Источник:
Лица из Черной шкатулки

by - 12:29

(для литературно-публицистического проекта "Терракота")

     В детстве книги любятся разные - и необъяснимо. Одна - обложкой, другая - картинкой где-то посередине, третья - короткой, въедливой строчкой. Родители покупают их детям, и не знают, какие мы запомним.


     Эта книга стояла дальше и выше других на полке. И откуда взялась она, никто в семье уж не помнит. Но саму ее - не забыть.


     Обложка? Сплошь черный коленкор, мелкое плетение. Картинки? Крупные черно-белые фотографии детей, стариков, солдат, руин, человеческих лиц. Строчки? Баллады, записанные белым стихом.







     "Однажды я встретил худенькую, темноволосую девушку... В руках она держала черную шкатулку, перевязанную тесемкой.

     - Вместо сумочки я ношу с собой весь свет, - сказала она....


     ...она раскрыла черную шкатулку. В ней оказались фотографии. Ничего, кроме фотографий. Женщина, и стена, и негритянская мадонна. Еврей, выбирающийся из люка на варшавскую мостовую. И немец, который чистит пулемет. И старичок-китаец, который впервые в жизни едет поездом. И дети...


     ...Лицо за лицом, и все смотрели прямо в глаза. То были лица наших братьев, наших товарищей. Лица, увековеченные светом и вместе с тем пронизанные тьмой, лица с глазами, распахнутыми настежь, точно окно, за которым кто-то умер, с опущенными уголками рта, с морщиной, не желающей смиряться, лики святых, наемников, замученных, тюремщиков, судьбы в потоке света и тени, черно-белые баллады.


     - Как страшно, - сказал я девушке, - кричат эти глаза! Как страшно, - сказал я ей, - что их уста молчат…     


     - Возьмите их к себе, - сказала девушка, - возьмите их к себе, они и так без крова, растопите печку - или у вас центральное отопление? - и разговаривайте с ними ночью, только, ради бога, тихо, они не переносят шума..."


     Так начиналась эта книга - "Черная шкатулка" чешского писателя Людвика Ашкенази. Она вышла в Чехословакии в 1964 году. Переведенные отрывки печатались в разных периодических изданиях, зачитывались на концертах и по радио, звучали со сцен студенческих театров разных городов, были положены на музыку Алексеем Рыбниковым и Микаэлом Таривердиевым...


     Ребенком вглядываясь в те строки и лица, не все понимала, не все могла объяснить. Открывала позже - и плакала.


     "Дети - создания маленькие и любят все уменьшительное. Чтобы казаться больше, каждый ребенок хочет чего-то совсем крошечного. Солнце дети называют солнышком, и это так трогательно: одно солнечное пятно во много раз больше, чем вся наша смешная планета. Однажды одна японская девочка посмотрела в небо и сказала:

     - Мама, смотри! Грибочек!"

Исходные данные:

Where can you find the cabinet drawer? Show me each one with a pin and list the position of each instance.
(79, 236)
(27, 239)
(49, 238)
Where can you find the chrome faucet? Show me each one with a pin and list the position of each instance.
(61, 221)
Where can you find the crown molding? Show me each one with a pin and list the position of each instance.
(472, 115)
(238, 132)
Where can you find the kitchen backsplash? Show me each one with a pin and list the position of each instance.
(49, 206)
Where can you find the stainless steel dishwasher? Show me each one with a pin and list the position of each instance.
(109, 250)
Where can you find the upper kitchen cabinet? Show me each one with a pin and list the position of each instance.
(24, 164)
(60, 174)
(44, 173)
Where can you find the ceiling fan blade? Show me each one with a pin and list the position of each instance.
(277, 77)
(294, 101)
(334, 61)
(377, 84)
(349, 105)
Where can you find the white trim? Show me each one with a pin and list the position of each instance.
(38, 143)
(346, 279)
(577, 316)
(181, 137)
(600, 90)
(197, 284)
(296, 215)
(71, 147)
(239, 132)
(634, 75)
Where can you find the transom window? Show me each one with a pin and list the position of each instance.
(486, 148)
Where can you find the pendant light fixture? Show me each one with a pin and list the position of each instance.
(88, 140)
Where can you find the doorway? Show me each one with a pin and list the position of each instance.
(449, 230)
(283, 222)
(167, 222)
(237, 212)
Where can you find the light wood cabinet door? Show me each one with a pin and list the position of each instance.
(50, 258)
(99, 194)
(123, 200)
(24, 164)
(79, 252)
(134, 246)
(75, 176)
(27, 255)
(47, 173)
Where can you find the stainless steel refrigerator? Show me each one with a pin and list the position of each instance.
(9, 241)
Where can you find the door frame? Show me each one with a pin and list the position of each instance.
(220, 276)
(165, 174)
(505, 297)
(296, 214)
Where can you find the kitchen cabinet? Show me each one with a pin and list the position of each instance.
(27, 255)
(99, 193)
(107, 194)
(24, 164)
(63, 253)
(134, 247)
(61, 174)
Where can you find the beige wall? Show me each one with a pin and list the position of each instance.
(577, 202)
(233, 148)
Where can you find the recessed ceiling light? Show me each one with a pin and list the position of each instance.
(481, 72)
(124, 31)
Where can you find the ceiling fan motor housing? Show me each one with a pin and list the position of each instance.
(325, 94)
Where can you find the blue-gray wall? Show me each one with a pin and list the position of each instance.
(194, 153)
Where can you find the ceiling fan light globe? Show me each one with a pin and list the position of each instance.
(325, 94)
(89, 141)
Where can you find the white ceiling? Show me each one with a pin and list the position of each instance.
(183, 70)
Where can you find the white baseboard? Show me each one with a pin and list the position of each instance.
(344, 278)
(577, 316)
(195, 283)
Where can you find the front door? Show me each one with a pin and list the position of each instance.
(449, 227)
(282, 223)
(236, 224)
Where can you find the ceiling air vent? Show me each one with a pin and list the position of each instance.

Задания к выполнению:
1 > Верны ли по тексту о «Черной шкатулке» утверждения (а) книга вышла в Чехословакии в 1964 году, (б) обложка книги была красной, (в) в шкатулке девушки, помимо фотографий, лежали письма? Ответьте на каждое «да» или «нет» и приведите решающие слова текста точной цитатой.
2 > Перепишите без изменений отрывок текста о «Черной шкатулке», который открывается словами «(для литературно-публицистического проекта» и завершается словами «какие мы запомним.».
Записи никак не связаны с текстом о «Черной шкатулке».

Ответы по порядку:
1 >
(а) Да: «Она вышла в Чехословакии в 1964 году.»
(б) Нет: «Сплошь черный коленкор, мелкое плетение.»
(в) Нет: «Ничего, кроме фотографий.»

2 >
(для литературно-публицистического проекта "Терракота")

     В детстве книги любятся разные - и необъяснимо. Одна - обложкой, другая - картинкой где-то посередине, третья - короткой, въедливой строчкой. Родители покупают их детям, и не знают, какие мы запомним.